**WHAT TO PRODUCE:**
Please rewrite the material, changing every "row-crop scouting" to "motorsport imaging" and keeping everything else the same. Leave the pictures out.

**MATERIAL TO PROCESS:**
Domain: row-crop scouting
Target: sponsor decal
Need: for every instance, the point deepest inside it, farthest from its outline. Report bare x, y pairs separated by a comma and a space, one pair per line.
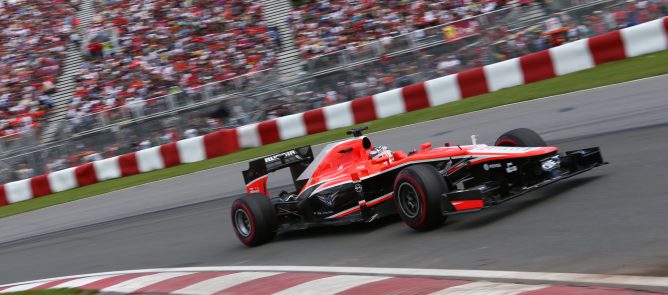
323, 213
503, 149
510, 167
358, 187
328, 199
278, 156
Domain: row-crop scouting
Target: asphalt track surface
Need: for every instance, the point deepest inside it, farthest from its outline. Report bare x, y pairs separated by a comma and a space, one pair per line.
611, 220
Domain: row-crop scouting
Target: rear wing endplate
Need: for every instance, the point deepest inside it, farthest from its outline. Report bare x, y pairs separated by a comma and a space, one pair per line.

**TASK SOLUTION:**
Domain: motorsport imaging
Target: sponsor decal
Need: for every instance, the point deepest inside it, farthest from its outline. Report bare x, y pairs separated by a comma and a space, one pair per line.
323, 213
503, 149
510, 167
358, 187
328, 199
278, 156
Domain: motorsport imaging
Target: asphalt track surface
Need: for every instance, the point deepest inside it, farthest from its outline. Report bare x, y pairs separated by a comma and a space, one pair per line.
611, 220
Domain: motorsport imaging
Target: rear wing endplate
Need: for every instance, the point deepest inside it, farthest from its outline. Report bare x, y pairs separated by a comma and a space, one pair per line.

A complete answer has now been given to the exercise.